### YOUR INSTRUCTIONS:
At the line containing "Would you mind annotating the white banner", start repeating the entries exactly, and continue through the last line.

### MATERIAL FOR THIS TASK:
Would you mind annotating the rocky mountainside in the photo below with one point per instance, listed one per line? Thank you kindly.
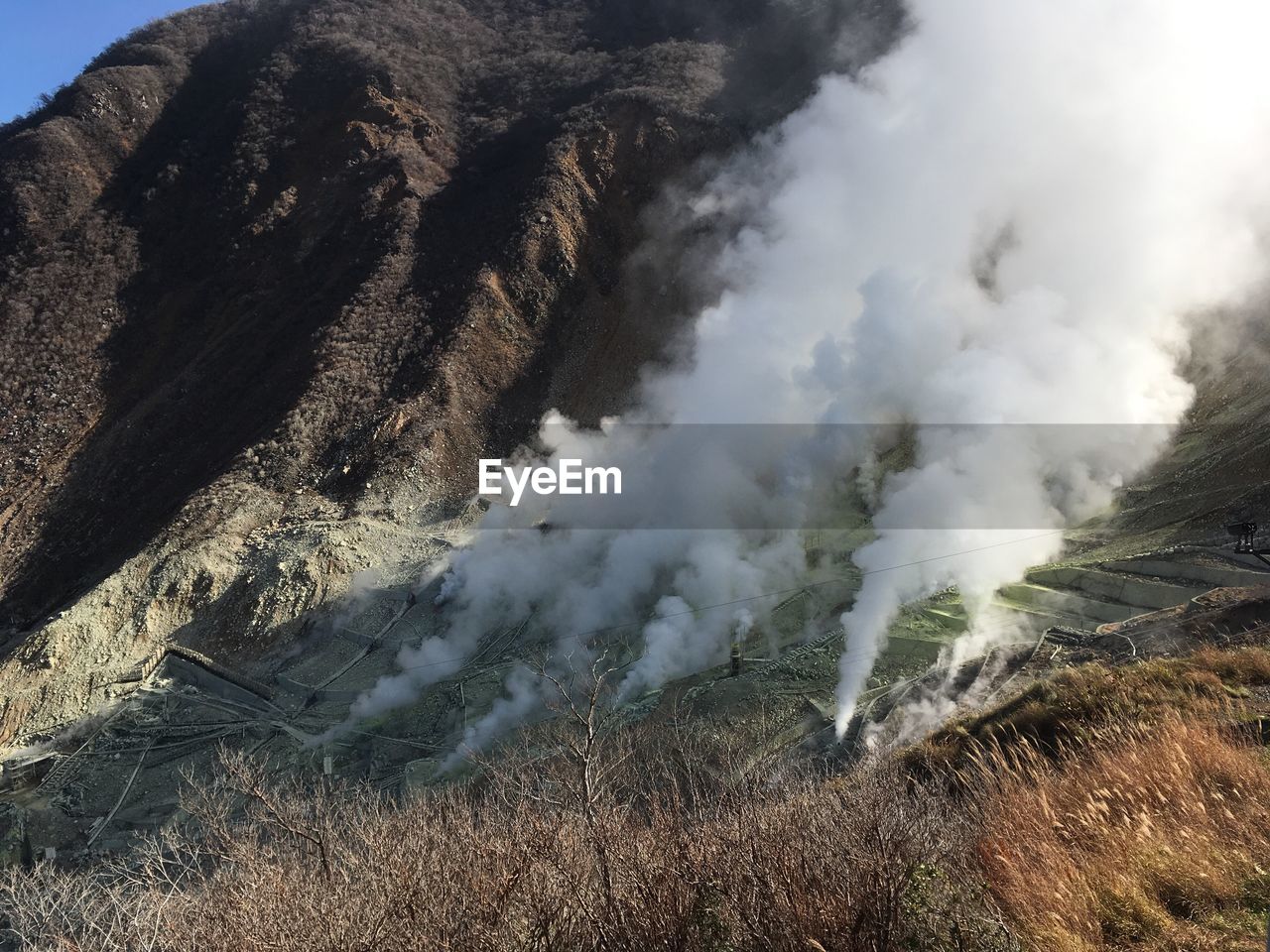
(290, 266)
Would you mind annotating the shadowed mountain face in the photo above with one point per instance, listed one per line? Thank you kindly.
(327, 245)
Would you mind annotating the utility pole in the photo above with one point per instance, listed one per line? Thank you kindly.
(1246, 542)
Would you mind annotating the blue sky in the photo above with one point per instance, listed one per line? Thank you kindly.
(48, 42)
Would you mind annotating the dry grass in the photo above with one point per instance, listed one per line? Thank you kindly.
(1150, 841)
(661, 860)
(1080, 705)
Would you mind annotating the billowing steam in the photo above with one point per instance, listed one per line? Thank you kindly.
(1015, 220)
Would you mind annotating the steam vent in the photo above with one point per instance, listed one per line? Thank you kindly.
(634, 475)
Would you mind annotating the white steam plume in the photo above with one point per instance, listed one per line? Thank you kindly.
(1015, 217)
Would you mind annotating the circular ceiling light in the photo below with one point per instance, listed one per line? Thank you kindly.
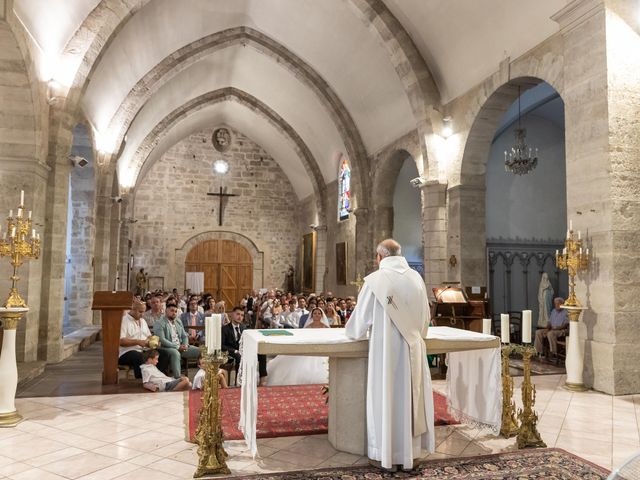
(220, 167)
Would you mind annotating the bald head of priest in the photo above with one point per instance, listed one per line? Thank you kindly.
(392, 308)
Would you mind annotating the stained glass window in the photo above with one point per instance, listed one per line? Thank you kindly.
(344, 190)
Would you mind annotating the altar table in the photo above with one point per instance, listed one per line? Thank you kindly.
(348, 375)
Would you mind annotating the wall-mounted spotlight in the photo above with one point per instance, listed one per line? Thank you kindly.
(418, 182)
(78, 161)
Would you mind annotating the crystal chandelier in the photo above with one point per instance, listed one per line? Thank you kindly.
(521, 159)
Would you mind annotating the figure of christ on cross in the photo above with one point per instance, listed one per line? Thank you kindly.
(222, 194)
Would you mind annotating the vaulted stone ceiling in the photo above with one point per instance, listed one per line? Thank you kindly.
(307, 79)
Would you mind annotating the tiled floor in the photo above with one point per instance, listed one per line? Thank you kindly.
(130, 436)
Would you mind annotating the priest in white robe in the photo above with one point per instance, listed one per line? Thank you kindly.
(393, 307)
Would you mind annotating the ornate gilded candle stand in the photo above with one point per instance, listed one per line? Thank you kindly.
(209, 435)
(509, 426)
(573, 259)
(19, 242)
(527, 432)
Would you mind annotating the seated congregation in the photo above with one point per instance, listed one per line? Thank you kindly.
(163, 332)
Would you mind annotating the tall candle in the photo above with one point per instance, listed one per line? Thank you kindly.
(526, 326)
(504, 327)
(208, 334)
(486, 326)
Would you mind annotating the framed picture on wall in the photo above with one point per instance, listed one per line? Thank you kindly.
(341, 263)
(156, 283)
(309, 262)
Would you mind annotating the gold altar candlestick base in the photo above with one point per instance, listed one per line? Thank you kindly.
(209, 435)
(10, 317)
(528, 436)
(509, 426)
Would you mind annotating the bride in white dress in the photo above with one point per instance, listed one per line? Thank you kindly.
(301, 370)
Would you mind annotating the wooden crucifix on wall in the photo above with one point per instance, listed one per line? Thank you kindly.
(222, 195)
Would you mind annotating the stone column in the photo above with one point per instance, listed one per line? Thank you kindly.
(602, 104)
(467, 238)
(383, 223)
(364, 248)
(54, 242)
(434, 232)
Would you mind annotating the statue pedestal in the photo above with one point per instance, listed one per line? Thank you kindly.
(575, 353)
(9, 417)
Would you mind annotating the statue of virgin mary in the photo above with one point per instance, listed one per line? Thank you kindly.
(545, 300)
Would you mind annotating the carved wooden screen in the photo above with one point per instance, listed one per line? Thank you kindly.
(227, 267)
(515, 270)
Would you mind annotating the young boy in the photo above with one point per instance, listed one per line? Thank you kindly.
(198, 380)
(154, 380)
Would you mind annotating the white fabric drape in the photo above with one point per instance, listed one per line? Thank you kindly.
(195, 282)
(248, 374)
(474, 385)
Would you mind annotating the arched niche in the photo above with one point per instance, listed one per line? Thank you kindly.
(256, 254)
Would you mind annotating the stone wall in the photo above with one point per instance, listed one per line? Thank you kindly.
(80, 236)
(171, 206)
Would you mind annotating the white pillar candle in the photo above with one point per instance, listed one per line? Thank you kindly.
(486, 326)
(526, 326)
(504, 327)
(208, 334)
(217, 330)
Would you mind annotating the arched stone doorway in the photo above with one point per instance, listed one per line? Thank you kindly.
(510, 226)
(256, 260)
(227, 268)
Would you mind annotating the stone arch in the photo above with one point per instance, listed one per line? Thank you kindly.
(246, 36)
(257, 254)
(249, 101)
(420, 88)
(467, 200)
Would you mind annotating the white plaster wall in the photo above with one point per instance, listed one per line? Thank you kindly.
(407, 216)
(531, 206)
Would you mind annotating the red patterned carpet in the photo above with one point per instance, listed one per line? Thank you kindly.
(284, 411)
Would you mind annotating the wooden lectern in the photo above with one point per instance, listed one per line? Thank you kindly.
(112, 305)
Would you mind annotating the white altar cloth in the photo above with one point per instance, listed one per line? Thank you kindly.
(468, 386)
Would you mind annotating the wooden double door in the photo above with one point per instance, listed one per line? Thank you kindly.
(227, 268)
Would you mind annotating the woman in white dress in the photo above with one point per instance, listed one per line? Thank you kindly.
(301, 370)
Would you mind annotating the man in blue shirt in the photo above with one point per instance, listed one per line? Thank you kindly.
(558, 327)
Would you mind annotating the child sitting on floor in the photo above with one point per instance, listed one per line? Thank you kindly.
(198, 380)
(153, 379)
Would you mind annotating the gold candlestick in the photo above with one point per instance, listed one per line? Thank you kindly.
(359, 282)
(528, 435)
(209, 435)
(19, 243)
(509, 426)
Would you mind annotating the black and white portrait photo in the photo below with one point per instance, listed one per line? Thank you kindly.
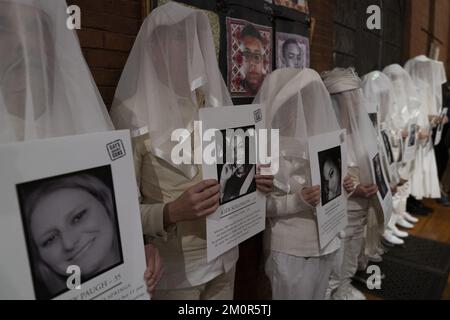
(236, 174)
(387, 146)
(70, 220)
(374, 118)
(330, 162)
(292, 51)
(379, 178)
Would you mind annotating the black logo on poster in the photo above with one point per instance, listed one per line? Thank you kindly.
(116, 150)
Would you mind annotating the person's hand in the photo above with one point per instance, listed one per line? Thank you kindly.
(434, 119)
(264, 183)
(394, 189)
(365, 191)
(349, 184)
(195, 203)
(154, 270)
(311, 195)
(405, 133)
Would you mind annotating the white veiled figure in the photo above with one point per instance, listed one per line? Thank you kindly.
(378, 89)
(349, 104)
(171, 72)
(428, 76)
(46, 89)
(406, 93)
(407, 98)
(298, 105)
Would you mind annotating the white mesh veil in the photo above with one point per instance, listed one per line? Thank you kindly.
(378, 89)
(428, 76)
(46, 89)
(349, 104)
(405, 91)
(171, 72)
(299, 106)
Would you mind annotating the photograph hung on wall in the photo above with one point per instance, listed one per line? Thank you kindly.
(300, 5)
(249, 56)
(292, 51)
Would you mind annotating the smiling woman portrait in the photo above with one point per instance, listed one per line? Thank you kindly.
(70, 220)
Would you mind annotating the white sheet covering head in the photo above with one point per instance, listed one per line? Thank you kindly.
(406, 93)
(378, 89)
(296, 103)
(428, 75)
(46, 88)
(349, 104)
(172, 71)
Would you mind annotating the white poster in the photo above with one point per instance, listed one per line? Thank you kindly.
(69, 221)
(328, 160)
(241, 214)
(440, 128)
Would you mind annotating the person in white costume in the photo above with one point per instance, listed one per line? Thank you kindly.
(298, 105)
(46, 88)
(408, 102)
(378, 90)
(171, 72)
(428, 75)
(349, 104)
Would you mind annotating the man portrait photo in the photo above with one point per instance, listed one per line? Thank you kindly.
(237, 173)
(292, 51)
(249, 57)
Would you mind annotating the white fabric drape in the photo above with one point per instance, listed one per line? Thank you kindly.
(405, 91)
(296, 103)
(349, 104)
(428, 76)
(46, 88)
(171, 72)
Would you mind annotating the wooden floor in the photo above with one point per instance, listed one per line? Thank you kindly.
(436, 227)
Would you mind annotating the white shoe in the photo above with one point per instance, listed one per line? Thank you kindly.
(398, 233)
(408, 217)
(375, 258)
(392, 239)
(401, 222)
(348, 293)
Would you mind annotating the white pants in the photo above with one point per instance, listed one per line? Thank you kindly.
(346, 262)
(296, 278)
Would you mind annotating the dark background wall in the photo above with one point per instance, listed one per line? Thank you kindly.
(109, 28)
(340, 38)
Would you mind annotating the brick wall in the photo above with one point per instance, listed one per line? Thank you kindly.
(322, 43)
(108, 31)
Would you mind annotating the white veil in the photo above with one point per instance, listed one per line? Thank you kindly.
(378, 89)
(46, 88)
(428, 76)
(296, 103)
(405, 91)
(349, 104)
(171, 72)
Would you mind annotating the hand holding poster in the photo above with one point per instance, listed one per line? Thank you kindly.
(410, 144)
(70, 223)
(241, 214)
(328, 160)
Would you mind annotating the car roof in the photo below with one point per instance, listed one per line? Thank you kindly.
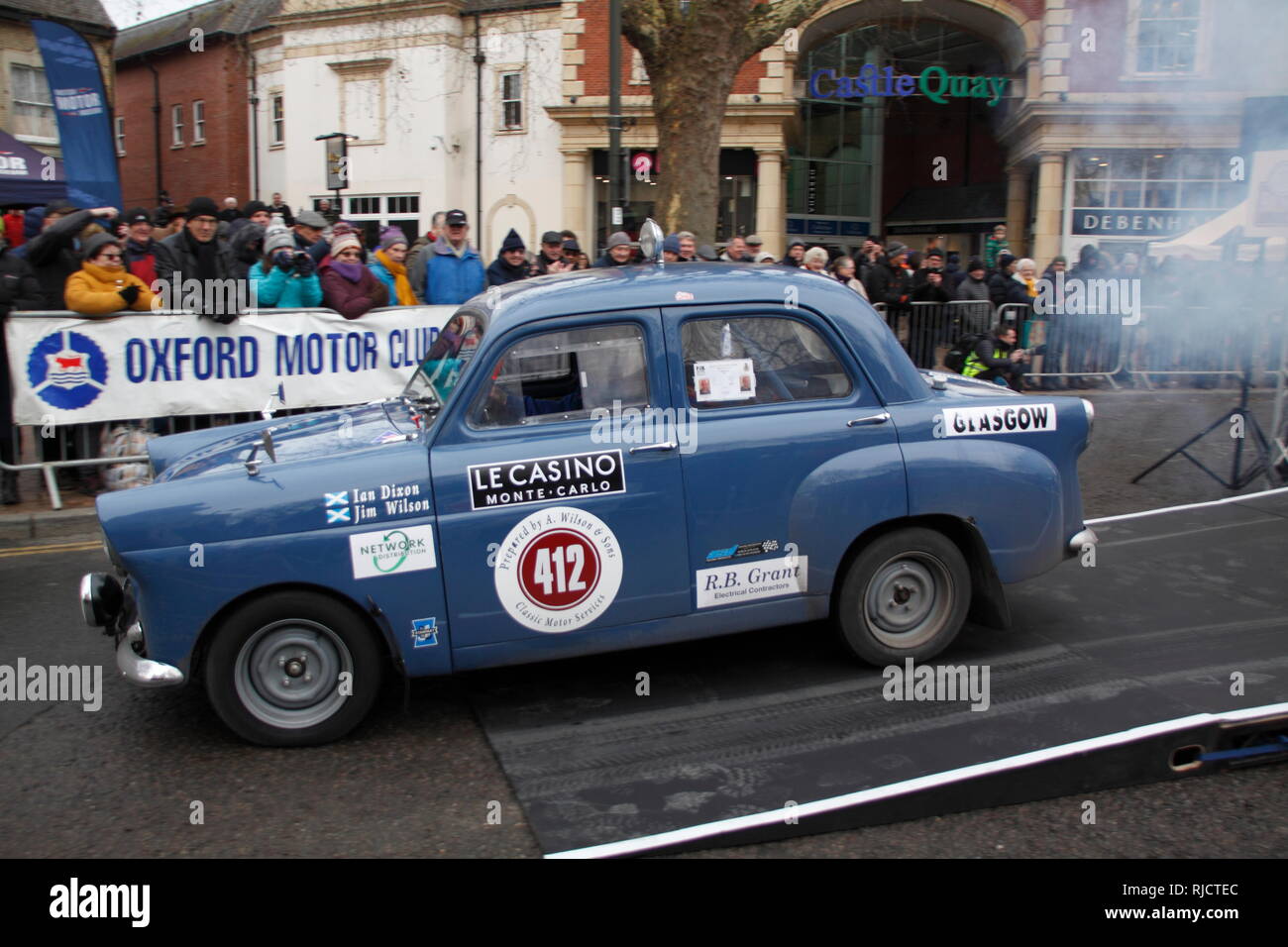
(679, 286)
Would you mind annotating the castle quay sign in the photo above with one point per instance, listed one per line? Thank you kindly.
(934, 82)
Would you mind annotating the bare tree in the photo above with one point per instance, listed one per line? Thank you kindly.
(694, 52)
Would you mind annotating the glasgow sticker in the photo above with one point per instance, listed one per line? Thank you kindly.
(739, 582)
(558, 570)
(391, 552)
(964, 421)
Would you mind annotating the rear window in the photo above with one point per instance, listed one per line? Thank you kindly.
(759, 360)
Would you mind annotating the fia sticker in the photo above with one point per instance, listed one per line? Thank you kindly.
(726, 379)
(393, 552)
(424, 633)
(382, 501)
(558, 570)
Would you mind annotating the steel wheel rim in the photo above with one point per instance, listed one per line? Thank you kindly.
(909, 599)
(287, 674)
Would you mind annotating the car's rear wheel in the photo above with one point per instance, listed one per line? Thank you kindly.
(905, 595)
(292, 669)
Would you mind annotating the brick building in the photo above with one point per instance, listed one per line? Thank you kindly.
(26, 108)
(183, 103)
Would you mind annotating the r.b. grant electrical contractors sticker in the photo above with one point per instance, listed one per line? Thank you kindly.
(558, 570)
(964, 421)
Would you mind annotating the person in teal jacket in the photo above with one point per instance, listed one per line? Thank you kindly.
(284, 278)
(455, 270)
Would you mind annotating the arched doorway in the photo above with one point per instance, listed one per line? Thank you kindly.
(900, 120)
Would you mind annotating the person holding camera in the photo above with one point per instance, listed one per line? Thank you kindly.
(996, 359)
(284, 277)
(103, 285)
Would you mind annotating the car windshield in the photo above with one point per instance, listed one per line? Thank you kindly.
(436, 379)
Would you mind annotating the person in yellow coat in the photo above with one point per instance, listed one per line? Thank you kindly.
(103, 285)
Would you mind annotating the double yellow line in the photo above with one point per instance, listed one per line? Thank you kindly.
(80, 547)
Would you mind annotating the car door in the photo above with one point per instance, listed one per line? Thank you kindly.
(797, 455)
(552, 521)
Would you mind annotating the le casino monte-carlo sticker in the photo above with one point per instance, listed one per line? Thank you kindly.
(558, 570)
(541, 479)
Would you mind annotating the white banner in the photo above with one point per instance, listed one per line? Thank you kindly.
(71, 369)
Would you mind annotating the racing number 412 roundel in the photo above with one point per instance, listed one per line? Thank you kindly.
(558, 570)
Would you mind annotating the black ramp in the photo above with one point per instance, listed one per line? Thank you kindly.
(1177, 605)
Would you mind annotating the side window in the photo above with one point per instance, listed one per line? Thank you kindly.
(759, 360)
(559, 376)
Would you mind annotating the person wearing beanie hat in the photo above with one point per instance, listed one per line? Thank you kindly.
(198, 253)
(454, 272)
(618, 252)
(348, 286)
(390, 266)
(1000, 281)
(795, 258)
(141, 256)
(284, 277)
(53, 253)
(889, 281)
(248, 248)
(103, 285)
(511, 262)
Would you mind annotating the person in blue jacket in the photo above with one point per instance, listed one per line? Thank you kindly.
(284, 278)
(455, 270)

### RESULT BELOW:
Would you mind annotating the white banner in the photo above with one point per instance, listed one per line? Thank you kindly.
(71, 369)
Would you mind annotating the racing number 412 roundel in the photo above with one point per instance, listed one per line? Thank you kindly.
(558, 570)
Would you mind annotating the black ramp in the photo above with one point per instance, listed one per line? Thank you kindly.
(1177, 605)
Would you mind annotating the side window in the photo above with one point per instance, listed one per line? Thank you kindly.
(759, 360)
(559, 376)
Would you mind annotating the person wearing beanie hat in the photo above with one point per instance, listed one per line? Thank you kindly.
(198, 253)
(454, 272)
(618, 252)
(348, 286)
(390, 266)
(1000, 281)
(795, 258)
(141, 256)
(284, 277)
(53, 253)
(889, 281)
(248, 248)
(103, 285)
(511, 262)
Would you mind annotating the person in blue jacket in the photo above with one point per instance, listed one per line? Thank you kindly.
(284, 278)
(455, 270)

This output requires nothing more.